(Stored items)
====================

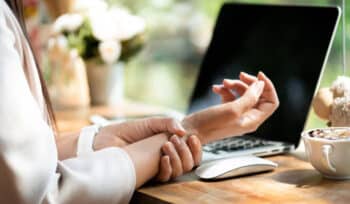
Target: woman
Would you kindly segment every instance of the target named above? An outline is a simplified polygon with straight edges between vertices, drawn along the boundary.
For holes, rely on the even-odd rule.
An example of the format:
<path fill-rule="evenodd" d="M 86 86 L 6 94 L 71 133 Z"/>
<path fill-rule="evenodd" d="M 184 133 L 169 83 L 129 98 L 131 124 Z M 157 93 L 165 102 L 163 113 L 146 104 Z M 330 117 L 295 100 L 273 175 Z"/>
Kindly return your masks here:
<path fill-rule="evenodd" d="M 55 141 L 52 109 L 25 34 L 22 2 L 0 0 L 0 203 L 127 203 L 151 178 L 190 171 L 200 162 L 201 143 L 254 131 L 279 104 L 263 73 L 242 73 L 213 87 L 222 105 L 181 123 L 150 118 L 91 126 Z"/>

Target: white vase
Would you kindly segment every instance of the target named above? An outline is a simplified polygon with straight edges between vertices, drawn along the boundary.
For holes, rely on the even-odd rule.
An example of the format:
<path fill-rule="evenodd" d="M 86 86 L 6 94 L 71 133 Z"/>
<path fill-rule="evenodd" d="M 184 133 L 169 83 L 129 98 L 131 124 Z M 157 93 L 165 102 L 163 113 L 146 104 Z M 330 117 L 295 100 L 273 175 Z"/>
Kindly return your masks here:
<path fill-rule="evenodd" d="M 117 105 L 124 99 L 124 63 L 86 62 L 92 105 Z"/>

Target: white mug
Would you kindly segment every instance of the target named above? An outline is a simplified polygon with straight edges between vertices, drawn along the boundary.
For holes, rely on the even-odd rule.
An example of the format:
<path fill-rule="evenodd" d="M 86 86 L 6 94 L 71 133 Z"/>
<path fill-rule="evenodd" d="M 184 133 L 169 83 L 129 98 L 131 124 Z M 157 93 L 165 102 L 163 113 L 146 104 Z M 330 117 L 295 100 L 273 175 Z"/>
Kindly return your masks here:
<path fill-rule="evenodd" d="M 350 129 L 350 128 L 318 128 Z M 325 177 L 331 179 L 350 179 L 350 137 L 347 139 L 329 140 L 311 137 L 310 132 L 304 131 L 302 138 L 310 163 Z"/>

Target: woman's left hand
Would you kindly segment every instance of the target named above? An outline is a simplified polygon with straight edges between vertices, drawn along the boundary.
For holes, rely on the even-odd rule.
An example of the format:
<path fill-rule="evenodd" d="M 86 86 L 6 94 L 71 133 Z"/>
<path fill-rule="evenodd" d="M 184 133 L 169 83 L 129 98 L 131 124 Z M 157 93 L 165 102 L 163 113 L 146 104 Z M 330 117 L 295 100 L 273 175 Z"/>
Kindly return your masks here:
<path fill-rule="evenodd" d="M 224 80 L 222 85 L 213 86 L 213 91 L 221 96 L 222 104 L 195 112 L 182 121 L 203 144 L 254 132 L 279 106 L 275 87 L 262 72 L 256 77 L 241 73 L 240 80 Z"/>
<path fill-rule="evenodd" d="M 111 124 L 100 129 L 94 140 L 94 149 L 124 147 L 159 133 L 184 136 L 180 122 L 170 117 L 152 117 Z"/>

====================

TASK STATEMENT:
No pictures belong in the copy; output every record exactly.

TASK OUTPUT:
Target: woman
Would you kindly segment every instance of the target named above? An outline is a simplified polygon with straight edges between vertices, drawn along the boundary.
For holes, rely on the even-odd rule.
An example of the format:
<path fill-rule="evenodd" d="M 86 86 L 6 94 L 71 133 Z"/>
<path fill-rule="evenodd" d="M 184 133 L 169 83 L 129 98 L 131 124 Z M 157 93 L 165 102 L 163 113 L 146 104 Z M 330 117 L 295 100 L 273 175 Z"/>
Kindly return your masks here:
<path fill-rule="evenodd" d="M 55 141 L 52 109 L 25 34 L 22 2 L 0 0 L 0 203 L 127 203 L 151 178 L 190 171 L 200 162 L 201 143 L 254 131 L 279 104 L 263 73 L 242 73 L 213 87 L 222 105 L 181 123 L 150 118 L 91 126 Z"/>

Target: white vase
Would you kindly segment every instance of the target named above? An outline is a simplified polygon with straight edges between vertices, drawn along the boundary.
For holes, rely on the even-odd rule.
An example of the format:
<path fill-rule="evenodd" d="M 86 86 L 6 94 L 71 133 Z"/>
<path fill-rule="evenodd" d="M 184 133 L 169 83 L 129 98 L 131 124 Z M 157 93 L 165 102 L 163 113 L 146 104 Z M 330 117 L 295 100 L 273 175 Z"/>
Kindly return your masks here:
<path fill-rule="evenodd" d="M 117 105 L 124 99 L 124 63 L 86 62 L 92 105 Z"/>

Target: white mug
Would you kindly segment every instance of the target named above? An outline is a simplified polygon with straight edges between vertices, drawn along the boundary.
For holes, rely on the even-odd rule.
An example of the format:
<path fill-rule="evenodd" d="M 86 86 L 6 94 L 71 133 Z"/>
<path fill-rule="evenodd" d="M 184 133 L 169 83 L 129 98 L 131 124 Z M 157 93 L 165 102 L 163 113 L 146 104 Z M 330 117 L 295 100 L 273 175 Z"/>
Kindly return your masks here:
<path fill-rule="evenodd" d="M 350 129 L 350 128 L 318 128 Z M 325 177 L 331 179 L 350 179 L 350 137 L 347 139 L 329 140 L 311 137 L 310 132 L 304 131 L 302 138 L 310 163 Z"/>

Target: woman's left hand
Would you kindly segment every instance of the target named above? An outline is a simplified polygon with straight edges between vertices, drawn along the boundary.
For holes, rely on the even-odd rule.
An example of the format:
<path fill-rule="evenodd" d="M 86 86 L 6 94 L 71 133 Z"/>
<path fill-rule="evenodd" d="M 184 133 L 169 83 L 129 98 L 131 124 Z M 157 93 L 165 102 L 163 113 L 146 104 Z M 330 117 L 295 100 L 273 175 Z"/>
Kindly return your masks here:
<path fill-rule="evenodd" d="M 224 80 L 222 85 L 213 86 L 213 91 L 221 96 L 222 104 L 195 112 L 182 121 L 203 144 L 254 132 L 279 106 L 275 87 L 262 72 L 256 77 L 241 73 L 240 80 Z"/>
<path fill-rule="evenodd" d="M 111 124 L 100 129 L 94 140 L 94 149 L 124 147 L 159 133 L 184 136 L 180 122 L 170 117 L 152 117 Z"/>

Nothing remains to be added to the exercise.